* **Task list**
1. Please edit the passage about Megan McArdle by rewriting the part between "She’s also childless." and "the strawman here.)", inclusive, with "relationship" replaced by "romance".
2. According to the passage about Megan McArdle, what does she call her husband?

* **Text for analysis**
++++++++++

You all know Megan McArdle, right? Blogger extraordinaire at Bloomberg View, author of “The Up Side of Down,” home cook, etc.
She’s also childless.
No, she’s not one of those proud “childfree” people, and she doesn’t go around calling parents “breeders.” In her book (sorry, Megan, I checked it out from the library, rather than buying it!), she talks about failure, and not being afraid to fail, and tells the story — also retold in a recent Valentine’s Day post — of a relationship that occupied many of her, well, fertile years, a relationship that she had invested so much in that she wasn’t able to recognize that it wasn’t going anywhere and she needed to cut her losses. For that reason, and, well, because that’s how life works sometimes, she didn’t meet her future husband, or, as she calls him, her Official Blog Spouse, until she was in her later 30s. (And, yes, because she’s told the story publicly, and anyone who I may know personally hasn’t, she ends up the strawman here.)
Now, she’s been married five years or so. It seems to me that she’s a year or two younger than I am. No babies on the way. (Well, a couple of us, her readers, wondered, though not very seriously, whether there was some news, when she mentioned, in a comment on her blog post today, that she had read about a particular treatment for nausea on a pregnancy discussion board.) Did she and the OBS make the decision not to have children, because children are icky and they have better things to do with their time? Did they try to get pregnant, but the odds, not in their favor due to declining fertility, just didn’t cooperate? Did they feel they’d missed their chance, even if biology would have cooperated, because they felt they were too old to be the sort of parents they’d want to be?

++++++++++

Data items
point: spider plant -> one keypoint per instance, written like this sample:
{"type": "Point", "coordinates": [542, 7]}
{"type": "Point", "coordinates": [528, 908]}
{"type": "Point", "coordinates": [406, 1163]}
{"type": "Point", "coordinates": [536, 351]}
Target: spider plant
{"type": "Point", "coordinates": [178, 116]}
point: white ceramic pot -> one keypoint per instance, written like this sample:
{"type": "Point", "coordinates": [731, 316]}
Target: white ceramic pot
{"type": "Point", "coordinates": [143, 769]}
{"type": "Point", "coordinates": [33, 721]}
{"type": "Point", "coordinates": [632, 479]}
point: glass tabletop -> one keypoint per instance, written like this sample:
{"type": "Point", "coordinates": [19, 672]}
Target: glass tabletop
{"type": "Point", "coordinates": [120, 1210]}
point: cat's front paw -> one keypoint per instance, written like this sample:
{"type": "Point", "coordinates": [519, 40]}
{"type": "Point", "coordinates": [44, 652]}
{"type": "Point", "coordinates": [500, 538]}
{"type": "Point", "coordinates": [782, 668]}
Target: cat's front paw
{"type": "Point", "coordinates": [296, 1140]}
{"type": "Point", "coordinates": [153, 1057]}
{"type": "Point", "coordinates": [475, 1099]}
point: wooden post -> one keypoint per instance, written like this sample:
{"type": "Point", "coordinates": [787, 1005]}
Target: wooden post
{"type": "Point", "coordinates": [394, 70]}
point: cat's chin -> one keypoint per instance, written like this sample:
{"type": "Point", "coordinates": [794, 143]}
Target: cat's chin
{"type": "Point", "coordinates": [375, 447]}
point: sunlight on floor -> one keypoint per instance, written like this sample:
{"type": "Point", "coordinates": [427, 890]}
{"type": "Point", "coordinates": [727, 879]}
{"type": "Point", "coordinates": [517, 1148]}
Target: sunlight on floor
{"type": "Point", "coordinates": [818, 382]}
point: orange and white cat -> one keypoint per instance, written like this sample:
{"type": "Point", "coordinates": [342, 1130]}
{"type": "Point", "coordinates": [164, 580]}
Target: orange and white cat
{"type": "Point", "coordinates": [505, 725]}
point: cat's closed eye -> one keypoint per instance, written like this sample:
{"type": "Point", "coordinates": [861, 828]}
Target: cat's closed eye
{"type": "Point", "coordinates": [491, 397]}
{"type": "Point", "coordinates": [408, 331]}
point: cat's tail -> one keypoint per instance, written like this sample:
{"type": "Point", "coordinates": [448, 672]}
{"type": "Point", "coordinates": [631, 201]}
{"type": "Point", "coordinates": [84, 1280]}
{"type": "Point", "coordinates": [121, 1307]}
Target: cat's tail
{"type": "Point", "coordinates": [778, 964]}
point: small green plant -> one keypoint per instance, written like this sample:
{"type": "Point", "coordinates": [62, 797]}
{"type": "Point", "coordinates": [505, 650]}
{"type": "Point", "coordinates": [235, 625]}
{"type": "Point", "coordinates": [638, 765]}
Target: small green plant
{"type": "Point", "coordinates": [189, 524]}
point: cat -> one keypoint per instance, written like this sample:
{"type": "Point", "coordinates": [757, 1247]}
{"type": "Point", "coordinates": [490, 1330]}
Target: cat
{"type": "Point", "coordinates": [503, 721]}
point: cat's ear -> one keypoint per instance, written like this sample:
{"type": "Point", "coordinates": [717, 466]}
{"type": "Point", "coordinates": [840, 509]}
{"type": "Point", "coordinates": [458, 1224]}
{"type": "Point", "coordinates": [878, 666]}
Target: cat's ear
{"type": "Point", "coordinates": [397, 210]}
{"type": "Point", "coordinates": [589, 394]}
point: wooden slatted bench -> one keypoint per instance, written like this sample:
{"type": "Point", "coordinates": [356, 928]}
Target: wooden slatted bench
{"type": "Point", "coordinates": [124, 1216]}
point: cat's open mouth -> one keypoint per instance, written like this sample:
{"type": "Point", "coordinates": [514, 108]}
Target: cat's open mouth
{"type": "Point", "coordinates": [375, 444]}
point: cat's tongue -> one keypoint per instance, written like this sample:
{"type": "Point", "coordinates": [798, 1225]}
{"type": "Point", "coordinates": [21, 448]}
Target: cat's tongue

++++++++++

* **Answers for the tasks**
1.
She’s also childless.
No, she’s not one of those proud “childfree” people, and she doesn’t go around calling parents “breeders.” In her book (sorry, Megan, I checked it out from the library, rather than buying it!), she talks about failure, and not being afraid to fail, and tells the story — also retold in a recent Valentine’s Day post — of a romance that occupied many of her, well, fertile years, a romance that she had invested so much in that she wasn’t able to recognize that it wasn’t going anywhere and she needed to cut her losses. For that reason, and, well, because that’s how life works sometimes, she didn’t meet her future husband, or, as she calls him, her Official Blog Spouse, until she was in her later 30s. (And, yes, because she’s told the story publicly, and anyone who I may know personally hasn’t, she ends up the strawman here.)

2. Her Official Blog Spouse.